** Text section **

□ □ □ □ □ □ □

For all experiments, we use GPT-3 [1] (text-davinci-003) as the backbone language model. Unless stated otherwise, we use the ground truth clip boundary to segment the videos. All LSS variants do not use any training data and thus are zero-shot methods.
MovieQA [27] is a large-scale QA dataset sourced from 408 movies. There are multiple sources of information in the dataset; subtitles, scripts, DVS, video clips, and plots. We report four state-of-the-art supervised baselines; A2A [20], PAMN [11], UniversalQA [10], and DHTCN [21].
Table 1 shows zero-shot LSS improves over previous supervised approaches. Also, Ours-search shows strong performance even without the ground-truth segment index label. CLIPCheck slightly improves the accuracy in the video split. However, the difference is marginal since MovieQA often requires character-based grounding rather than general visual matching. Finally, we experiment with the null hypothesis: No Context tests whether GPT-3 solves MovieQA by simply memorizing every fact. No Context performs worse than LSS, rejecting the null hypothesis.
PororoQA [13] is a video story QA dataset built from a cartoon series. The supervised baseline takes the human-generated plot and the ground truth video segment index, while LSS +Plot+Search takes neither.
Table 2 summarizes our result on the PororoQA dataset. When using both the ground-truth episode and plots, GPT-3 performs almost on par with the supervised baseline. Substituting a human-generated summary with a model-generated one results in only a marginal performance drop. Perhaps intriguingly, the search process works better when using model-generated plots. We attribute this result to the fact that the human annotations are not designed for episode discriminability.
DramaQA [3] is video QA dataset that focuses on story understanding. The dataset is arranged with four levels of hierarchical difficulty, which follow the human cognitivedevelopmental stages. We evaluate LSS on the two high levels of DramaQA to test plot understanding. We report two latest baselines in level-wise DramaQA; CharacterAttention and Kim et al. [14].
We compare the effect of CLIPCheck and Caption, a prompt-based method of incorporating image frame descriptions extracted from BLIP [18] as inputs to GPT-3. Table 3 shows that CLIPCheck offers greater improvement than image descriptions. Also, while adding image captions improves LSS, the gain disappears when used jointly with CLIPCheck. We suspect that this is because frame captions provide similar information to CLIPCheck while being much noisier. Note that the automatic Captions here are not an integral component of LSS. As DramaQA has visually grounded annotations already, adding automatic image Captions on top of that would not necessarily improve the model performance. Rather, we use the Captions to explicitly compare early vs. late visual alignment methods.

□ □ □ □ □ □ □

[Saved entries]
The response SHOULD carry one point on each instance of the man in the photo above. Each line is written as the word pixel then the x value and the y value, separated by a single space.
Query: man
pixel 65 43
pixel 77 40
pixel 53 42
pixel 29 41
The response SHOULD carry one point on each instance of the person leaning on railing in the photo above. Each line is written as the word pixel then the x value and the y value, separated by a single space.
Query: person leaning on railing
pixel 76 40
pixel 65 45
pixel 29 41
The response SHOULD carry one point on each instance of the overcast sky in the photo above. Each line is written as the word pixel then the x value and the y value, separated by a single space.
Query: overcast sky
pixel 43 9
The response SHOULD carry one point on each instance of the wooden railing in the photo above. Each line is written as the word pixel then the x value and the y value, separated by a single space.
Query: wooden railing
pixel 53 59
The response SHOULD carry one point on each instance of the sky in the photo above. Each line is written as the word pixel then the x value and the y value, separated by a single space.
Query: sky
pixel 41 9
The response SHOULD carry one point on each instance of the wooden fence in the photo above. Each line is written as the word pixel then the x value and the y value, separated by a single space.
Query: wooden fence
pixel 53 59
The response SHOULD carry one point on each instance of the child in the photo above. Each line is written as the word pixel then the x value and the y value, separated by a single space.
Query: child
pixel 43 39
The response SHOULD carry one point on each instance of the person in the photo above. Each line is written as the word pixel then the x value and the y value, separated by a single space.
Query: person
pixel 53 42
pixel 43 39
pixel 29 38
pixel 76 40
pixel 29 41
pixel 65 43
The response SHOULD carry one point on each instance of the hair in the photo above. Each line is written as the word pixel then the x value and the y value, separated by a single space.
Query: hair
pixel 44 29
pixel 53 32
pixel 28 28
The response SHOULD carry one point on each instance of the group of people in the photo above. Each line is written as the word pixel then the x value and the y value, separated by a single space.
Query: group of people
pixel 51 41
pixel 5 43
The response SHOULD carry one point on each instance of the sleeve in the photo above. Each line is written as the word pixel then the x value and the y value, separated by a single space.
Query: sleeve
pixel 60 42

□ □ □ □ □ □ □

** Exercise tasks **
[1] Condense the paragraph of the video QA experiments text that begins "Table 2 summarizes our result" into a short bulleted list that keeps its main facts.
[2] Write the next part of the video QA experiments text, picking up after its final sentence.
The entries were taken from a separate source.

** Responses to the tasks **
[1]
- On PororoQA, GPT-3 given the ground-truth episode and plots performs almost on par with the supervised baseline.
- Using a model-generated summary instead of a human-generated one causes only a marginal performance drop.
- The search process works better with model-generated plots. The authors attribute this to human annotations not being designed for episode discriminability.

[2]
Finally, we check whether CLIPCheck exploits the dataset bias rather than understanding the visual context. To this end, we devise a variant of CLIPCheck with random visual context (CLIPCheck-Shuffle). CLIPCheck-Shuffle does not improve over LSS with no CLIPCheck, denying the bias hypothesis.
Are both the summarization and search important for narrative understanding? Here, we evaluate LSS variants with full context without the narrative search (LSS-Full) or with the plot summary and random segment as inputs (LSS-Random). Table 4 shows that both LSS-Full and LSS-Random fall behind LSS-Search, indicating the importance of retrieval. Note that we could not employ the full context in LSS-Full due to the token length limitation. Instead, we use the longest prefix of the full context that GPT3 accepts (4000 tokens minus the length of the instruction).
Figure 3 shows the automatic plot summary generated as an intermediate context of the long video QA using the language model in the LSS framework. As shown in the qualitative sample, the generated plots align well with the human-written plots from Wikipedia. For example, in the first scene of the movie "Harry Potter and the Deathly Hallows", the LSS summary correctly writes that Harry Potter is currently 17 years old and the main event in which the death eaters attack the protagonist.
Figure 4 depicts the connection between the searched plot piece and the answer likelihood. In the example on the left, the retrieved summary tells that Trench committed a crime and thus is on the run, suggesting that another character interested in him would be chasing him. The language model understands this context to modify the answer likelihood in the correct way. In the right example, the LSS plot piece suggests that Edward is confident in his decision. While this context does not offer a direct cue to the question, the language model sees it as information strong enough to alter the answer.